Stored items
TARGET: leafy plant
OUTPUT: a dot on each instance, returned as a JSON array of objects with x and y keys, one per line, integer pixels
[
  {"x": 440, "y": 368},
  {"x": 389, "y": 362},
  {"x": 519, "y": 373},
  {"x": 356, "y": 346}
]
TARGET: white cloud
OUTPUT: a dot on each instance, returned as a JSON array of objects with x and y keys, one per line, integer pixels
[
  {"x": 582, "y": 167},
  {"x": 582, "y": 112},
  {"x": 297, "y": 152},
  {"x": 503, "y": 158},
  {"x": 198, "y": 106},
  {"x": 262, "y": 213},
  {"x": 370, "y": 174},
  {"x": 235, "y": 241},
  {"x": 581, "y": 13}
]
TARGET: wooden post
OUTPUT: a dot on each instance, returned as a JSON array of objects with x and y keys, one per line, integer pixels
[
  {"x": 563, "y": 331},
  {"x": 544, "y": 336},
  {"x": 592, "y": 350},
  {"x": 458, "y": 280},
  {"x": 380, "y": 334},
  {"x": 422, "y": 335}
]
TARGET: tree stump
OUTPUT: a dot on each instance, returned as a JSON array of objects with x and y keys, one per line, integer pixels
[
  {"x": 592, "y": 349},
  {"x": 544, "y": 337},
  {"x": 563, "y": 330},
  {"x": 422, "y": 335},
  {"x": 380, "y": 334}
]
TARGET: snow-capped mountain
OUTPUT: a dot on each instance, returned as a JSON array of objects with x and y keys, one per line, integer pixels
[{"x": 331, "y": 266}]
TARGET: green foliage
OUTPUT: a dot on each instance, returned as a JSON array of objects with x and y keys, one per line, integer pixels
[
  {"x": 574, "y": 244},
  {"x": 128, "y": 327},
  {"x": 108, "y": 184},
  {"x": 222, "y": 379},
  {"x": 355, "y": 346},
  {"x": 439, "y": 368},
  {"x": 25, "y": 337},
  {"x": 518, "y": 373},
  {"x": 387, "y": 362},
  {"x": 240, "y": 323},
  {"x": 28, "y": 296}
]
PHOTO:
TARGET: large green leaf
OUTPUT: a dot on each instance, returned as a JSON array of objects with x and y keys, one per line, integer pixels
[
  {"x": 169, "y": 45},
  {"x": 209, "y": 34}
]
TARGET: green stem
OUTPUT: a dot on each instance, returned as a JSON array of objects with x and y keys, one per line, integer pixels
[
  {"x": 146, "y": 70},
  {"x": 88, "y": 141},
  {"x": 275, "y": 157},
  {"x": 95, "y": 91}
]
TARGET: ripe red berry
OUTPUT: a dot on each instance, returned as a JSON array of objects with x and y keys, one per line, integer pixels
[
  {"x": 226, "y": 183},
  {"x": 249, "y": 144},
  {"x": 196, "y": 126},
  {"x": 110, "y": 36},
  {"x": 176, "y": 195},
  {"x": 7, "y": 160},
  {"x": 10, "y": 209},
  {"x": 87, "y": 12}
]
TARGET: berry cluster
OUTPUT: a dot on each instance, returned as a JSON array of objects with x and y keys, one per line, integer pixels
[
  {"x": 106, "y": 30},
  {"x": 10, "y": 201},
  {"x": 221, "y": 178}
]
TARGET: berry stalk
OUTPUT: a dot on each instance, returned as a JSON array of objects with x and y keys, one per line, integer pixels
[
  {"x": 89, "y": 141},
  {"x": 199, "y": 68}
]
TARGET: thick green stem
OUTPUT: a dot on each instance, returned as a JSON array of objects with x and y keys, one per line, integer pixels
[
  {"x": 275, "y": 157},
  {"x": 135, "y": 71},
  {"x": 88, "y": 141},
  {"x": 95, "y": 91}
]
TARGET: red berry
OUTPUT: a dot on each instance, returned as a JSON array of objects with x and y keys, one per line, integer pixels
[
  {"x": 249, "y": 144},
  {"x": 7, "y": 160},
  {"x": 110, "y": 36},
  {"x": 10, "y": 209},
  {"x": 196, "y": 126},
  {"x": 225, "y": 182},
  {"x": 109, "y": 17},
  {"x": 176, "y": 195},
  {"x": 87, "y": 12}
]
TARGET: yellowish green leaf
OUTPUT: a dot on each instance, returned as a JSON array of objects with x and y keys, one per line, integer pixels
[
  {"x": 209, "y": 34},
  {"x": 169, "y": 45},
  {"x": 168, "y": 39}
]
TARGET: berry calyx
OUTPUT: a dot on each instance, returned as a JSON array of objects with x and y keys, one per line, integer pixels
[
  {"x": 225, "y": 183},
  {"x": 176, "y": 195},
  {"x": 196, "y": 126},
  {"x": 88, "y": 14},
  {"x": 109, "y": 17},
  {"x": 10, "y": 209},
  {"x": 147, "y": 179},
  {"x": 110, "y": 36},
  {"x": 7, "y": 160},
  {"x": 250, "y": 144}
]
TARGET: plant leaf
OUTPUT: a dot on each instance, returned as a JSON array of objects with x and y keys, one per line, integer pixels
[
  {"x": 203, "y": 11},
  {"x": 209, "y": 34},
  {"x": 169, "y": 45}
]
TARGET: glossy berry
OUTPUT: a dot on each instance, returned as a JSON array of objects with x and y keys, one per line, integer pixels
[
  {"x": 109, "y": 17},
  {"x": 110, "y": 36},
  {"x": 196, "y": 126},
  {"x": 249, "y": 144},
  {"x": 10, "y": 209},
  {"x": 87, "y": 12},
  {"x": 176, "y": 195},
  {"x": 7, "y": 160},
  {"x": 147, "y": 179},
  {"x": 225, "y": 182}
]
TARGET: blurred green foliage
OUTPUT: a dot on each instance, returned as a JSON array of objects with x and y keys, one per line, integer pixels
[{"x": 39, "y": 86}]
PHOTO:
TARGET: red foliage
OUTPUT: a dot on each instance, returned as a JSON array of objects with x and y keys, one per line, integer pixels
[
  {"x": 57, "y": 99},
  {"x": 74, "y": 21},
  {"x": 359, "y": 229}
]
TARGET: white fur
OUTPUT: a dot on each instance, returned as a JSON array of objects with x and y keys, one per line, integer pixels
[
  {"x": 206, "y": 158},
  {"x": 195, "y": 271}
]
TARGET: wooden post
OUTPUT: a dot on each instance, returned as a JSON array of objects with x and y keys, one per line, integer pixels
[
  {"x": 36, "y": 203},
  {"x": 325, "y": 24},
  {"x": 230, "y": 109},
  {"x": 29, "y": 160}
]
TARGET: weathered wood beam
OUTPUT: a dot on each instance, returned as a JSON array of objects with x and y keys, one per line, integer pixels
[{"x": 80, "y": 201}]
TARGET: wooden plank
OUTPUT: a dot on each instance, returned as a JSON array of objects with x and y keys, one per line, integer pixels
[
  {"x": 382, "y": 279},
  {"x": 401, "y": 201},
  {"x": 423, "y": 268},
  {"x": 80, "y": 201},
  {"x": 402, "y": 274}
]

• **Goal of the exercise**
Reproduce only the lines running from the one that contains "TARGET: blurred green foliage" to the last line of the records.

• **Response below**
TARGET: blurred green foliage
OUTPUT: a dot on each instance, returned as a JSON array of objects with x and y keys, one per line, integer pixels
[{"x": 39, "y": 86}]
PHOTO:
TARGET: red foliage
OUTPUT: a dot on each instance, returned as a JSON array of objects with x and y keys, one per line, integer pixels
[
  {"x": 57, "y": 99},
  {"x": 74, "y": 21},
  {"x": 359, "y": 229}
]
TARGET: white fur
OUTPUT: a dot on each instance, returned as a JSON array of objects with x and y keys, one per line, integer pixels
[
  {"x": 206, "y": 158},
  {"x": 195, "y": 271}
]
TARGET: wooden post
OUTPUT: a dot on each instance, returned as a JSON array of objects with x and y keys, one per line, integer pixels
[
  {"x": 36, "y": 203},
  {"x": 325, "y": 24},
  {"x": 230, "y": 109},
  {"x": 29, "y": 160}
]
TARGET: weathered wood beam
OUTPUT: a dot on each instance, returned as a JSON array of objects with x and y keys, one per line, integer pixels
[{"x": 80, "y": 201}]
TARGET: wooden plank
OUTPUT: a dot on each instance, returned as a JSON array of objects with x and y keys, one per line, integer pixels
[
  {"x": 382, "y": 279},
  {"x": 401, "y": 201},
  {"x": 423, "y": 268},
  {"x": 80, "y": 201},
  {"x": 402, "y": 274}
]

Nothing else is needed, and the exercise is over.